Excerpts of location labeling data:
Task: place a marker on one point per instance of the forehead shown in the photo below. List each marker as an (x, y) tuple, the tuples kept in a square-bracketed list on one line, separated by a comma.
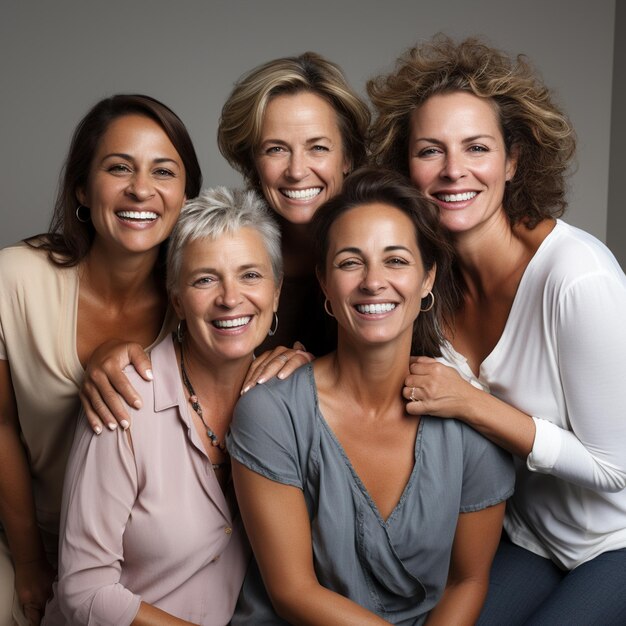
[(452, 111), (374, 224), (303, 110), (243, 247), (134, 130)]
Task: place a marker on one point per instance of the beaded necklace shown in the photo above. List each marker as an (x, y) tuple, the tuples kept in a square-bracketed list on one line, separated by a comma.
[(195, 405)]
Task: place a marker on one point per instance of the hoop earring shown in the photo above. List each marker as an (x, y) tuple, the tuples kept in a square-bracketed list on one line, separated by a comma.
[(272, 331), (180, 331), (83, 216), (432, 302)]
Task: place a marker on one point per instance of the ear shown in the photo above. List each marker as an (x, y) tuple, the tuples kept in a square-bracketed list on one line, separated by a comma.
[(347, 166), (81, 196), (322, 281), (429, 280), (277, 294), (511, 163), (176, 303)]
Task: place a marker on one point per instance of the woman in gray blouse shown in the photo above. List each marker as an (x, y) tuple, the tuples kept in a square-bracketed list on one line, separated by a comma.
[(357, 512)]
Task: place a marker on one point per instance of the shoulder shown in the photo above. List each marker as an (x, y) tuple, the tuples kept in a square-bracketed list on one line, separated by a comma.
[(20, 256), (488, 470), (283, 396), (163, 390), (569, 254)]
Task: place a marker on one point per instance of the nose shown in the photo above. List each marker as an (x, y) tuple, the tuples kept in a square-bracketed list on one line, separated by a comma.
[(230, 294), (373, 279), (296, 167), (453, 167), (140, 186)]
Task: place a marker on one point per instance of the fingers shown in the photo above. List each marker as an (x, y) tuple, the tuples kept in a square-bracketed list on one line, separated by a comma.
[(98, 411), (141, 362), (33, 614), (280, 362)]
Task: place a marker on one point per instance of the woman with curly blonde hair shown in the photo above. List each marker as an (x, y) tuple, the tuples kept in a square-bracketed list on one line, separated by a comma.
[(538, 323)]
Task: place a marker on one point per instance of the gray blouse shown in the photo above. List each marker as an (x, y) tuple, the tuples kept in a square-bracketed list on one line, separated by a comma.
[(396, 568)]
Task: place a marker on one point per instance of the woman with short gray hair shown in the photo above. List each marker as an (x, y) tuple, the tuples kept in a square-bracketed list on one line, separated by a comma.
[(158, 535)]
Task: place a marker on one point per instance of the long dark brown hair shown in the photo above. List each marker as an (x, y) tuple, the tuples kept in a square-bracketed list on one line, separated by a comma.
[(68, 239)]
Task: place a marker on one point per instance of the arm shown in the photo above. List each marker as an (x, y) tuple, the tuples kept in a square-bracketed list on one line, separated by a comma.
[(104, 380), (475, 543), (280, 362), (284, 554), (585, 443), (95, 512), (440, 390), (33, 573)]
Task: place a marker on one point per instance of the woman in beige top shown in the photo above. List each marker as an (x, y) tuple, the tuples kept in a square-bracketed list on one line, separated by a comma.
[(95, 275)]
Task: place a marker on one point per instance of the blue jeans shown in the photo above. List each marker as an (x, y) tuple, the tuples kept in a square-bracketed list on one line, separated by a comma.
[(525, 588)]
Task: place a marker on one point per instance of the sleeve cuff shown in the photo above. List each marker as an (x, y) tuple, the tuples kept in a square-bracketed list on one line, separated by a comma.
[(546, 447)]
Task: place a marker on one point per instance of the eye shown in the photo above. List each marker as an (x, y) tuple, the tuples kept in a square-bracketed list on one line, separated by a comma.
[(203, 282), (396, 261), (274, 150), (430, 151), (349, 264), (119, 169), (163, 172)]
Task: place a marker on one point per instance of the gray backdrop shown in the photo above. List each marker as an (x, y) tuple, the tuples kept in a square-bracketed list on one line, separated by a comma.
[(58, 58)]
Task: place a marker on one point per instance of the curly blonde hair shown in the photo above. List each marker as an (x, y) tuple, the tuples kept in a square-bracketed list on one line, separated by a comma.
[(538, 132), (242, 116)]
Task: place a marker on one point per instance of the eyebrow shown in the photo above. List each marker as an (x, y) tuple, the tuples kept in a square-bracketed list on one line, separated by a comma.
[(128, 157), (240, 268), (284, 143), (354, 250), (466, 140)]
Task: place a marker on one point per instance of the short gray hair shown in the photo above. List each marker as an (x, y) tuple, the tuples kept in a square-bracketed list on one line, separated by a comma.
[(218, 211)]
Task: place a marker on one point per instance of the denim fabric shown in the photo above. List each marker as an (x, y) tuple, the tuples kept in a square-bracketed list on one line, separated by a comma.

» OBJECTIVE
Copy all the entries above word for word, but leave out the pictures.

» THE RESULT
Task: place a marker on one point per instance of the forehead shown in the photo below. List each marker as an (x, y) tuple, the tuples kept in a square-bracketed list on one line, separated by a comma.
[(452, 111), (374, 224), (303, 110), (243, 247), (134, 130)]
Task: place a marker on one point per instance of the beaded necklace shown in the photo above. List each marker as an (x, y) tuple, the tuples kept in a square-bracketed list on one line, separated by a comma.
[(195, 405)]
Task: place a marker on one point per instance of the hoop earring shown in the photo above. List each marker as an (x, y) tuple, the tuples kept in a square-bracketed list on one line, separated by a comma.
[(272, 331), (180, 331), (83, 216), (432, 302)]
Task: place a marker on one point per instance of the ear shown in the photo above. List each marker as an (x, y) tuple, the tuples kept in a square-bracketed list on one line, separated by a comma.
[(347, 166), (81, 196), (322, 281), (429, 280), (277, 294), (511, 163), (176, 303)]
Task: place a marker on one point per instance of the woman in gray blouse shown in the photo above. List each marker as an (x, y) tuple, the tuples kept in a square-bracketed list on one line, separated by a comma.
[(357, 512)]
Task: place a marker on one point per instance of the shoulder shown in the photo above. List each marker as an (x, y) tuple, the tuples kept in a square-bracketed list on one line, separated by a comma.
[(20, 256), (488, 470), (283, 396), (163, 390), (569, 254)]
Task: place a marker on one point per instance of the nose shown in the photo above. List each marker as an (x, y) tuple, the tuples kept in a square-bracketed list on one line, separated by a comma.
[(230, 294), (373, 279), (296, 167), (453, 167), (140, 186)]
Task: place a marker on one point per instance of the fingers shown in the photo above. List each marker as an (x, y) tuple, the tuples kept in a square-bracketed list on one line, separated by a comma.
[(98, 411), (141, 362), (33, 614), (280, 362)]
Task: place a marker on one point per instance of the woman with curly blonde hair shown in the photo above. List each marker as an (x, y) tuple, the tuples kept in a square-bracketed list on one line, separated by a comma.
[(538, 323)]
Task: place a marker on one point per instance of the gray blouse shown in the photo above. List each marker as an (x, y) tuple, the tuples kept in a square-bracketed list on one line, separated by a comma.
[(396, 568)]
Task: place a marker on one point per instance of the woman with short gray hair shown in the photo above. List each marker as an (x, y) tuple, the tuples kept in a square-bracketed list on one line, separated by a comma.
[(158, 535)]
Task: place a marker on one point per instance of the long dark brown hair shown in the photo above. List each marker as an (x, y) tuple, the tuples kept in a square-bracketed list on one line, separated by a comma.
[(68, 239)]
Task: place a marker on one point per instance of the arm shown in the photo above. List each marker as an (x, y) tuple, the tuples kept in a square-bracketed list on one line, separated by a comma.
[(104, 380), (475, 543), (280, 362), (284, 554), (585, 443), (95, 512), (440, 390), (33, 573)]
Task: place a marker on one point per instance of the woman in beige top shown in the photo above. List each marker as an (x, y) tuple, the tuples kept in a square-bracketed list on one line, separated by a comma.
[(95, 275)]
Task: place a marker on one point per instance of the blue jeans shown in the photo above. List each marker as an (x, y) tuple, the tuples kept in a square-bracketed list on one line, separated by a comma.
[(525, 588)]
Task: place a marker on one point per instance of the sleeve cuff shown in the photo above. List each marker as an (x, y) tuple, the tuples kept in a square-bracketed list on one line, separated by a comma.
[(546, 447)]
Task: place a marker on one point per instance of the eye shown in the photo above. List each marker as an (x, y) tuple, the tuples kept in a square-bracketed list on one line, separated by a comma.
[(203, 282), (396, 261), (274, 150), (430, 151), (349, 264), (119, 169), (163, 172)]
Task: place a marker on one point per instance of the gray backdrop shown in the photo above. List each marker as an (x, y) tuple, the tuples kept in a square-bracketed list on one line, separated by a comma.
[(58, 58)]
Task: place a marker on one point per instance of the curly blonde hair shown in the photo above. List each marker as an (x, y) tuple, the tuples kept in a square-bracketed list on one line, separated by a comma.
[(538, 132), (242, 116)]
Task: place a marker on one point per instance of the eyebrow shown in the photo above. List each marker as an (x, y) tuple, the tuples kept in a square-bracketed list on one line, separated by a comma.
[(128, 157), (240, 268), (284, 143), (354, 250), (466, 140)]
Task: place a marker on one point per instance of the short gray hair shown in the photo above. List each marker as an (x, y) tuple, the tuples kept in a square-bracketed list on one line, separated by a comma.
[(218, 211)]
Task: place a marker on one point per instance of the denim fabric shown in the photo above. List each marker as an (x, y) tuple, the tuples kept in a square-bracketed list on one line, separated by a comma.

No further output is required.